● EXERCISE AIM:
In the passage on DAO governance, what should all changes to membership and funding have?

● PASSAGE TO READ:
- - -
First I'd question the need for a legal entity and a "core developer" layer. The whole point of this governance discussion is to make an on-chain distribution of funds. Of course, it's important to remove legal liabilities and IANAL but I imagine it's easier to do that by having multiple entities being responsible for themselves. Current "mining rewards" do not depend on a Mining legal entity to be disbursed, but of course mining pools and individual miners need to cope with their local jurisdictions.

Second, I would try to simplify the Core DAO much more and remove most of the staking and referendum parts, that should be put in the secondary layer of DAOs.

Remember a DAO is a set of self enforceable power limits so I would start with the basic of what powers we want to limit, so I would start with these set of rules:

  • All changes to membership and funding should have enough enforced delay to allow the community to organize a hard fork.
  • Rules should be as simple as possible (but not any simpler)
- - -
● DATA LISTING:

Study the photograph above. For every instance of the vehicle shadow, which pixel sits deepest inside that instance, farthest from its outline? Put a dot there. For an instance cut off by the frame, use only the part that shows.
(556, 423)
- - -
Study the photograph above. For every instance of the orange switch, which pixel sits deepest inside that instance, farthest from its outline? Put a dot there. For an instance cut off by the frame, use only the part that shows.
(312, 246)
- - -
● FINAL ANSWER:
Enough enforced delay to allow the community to organize a hard fork.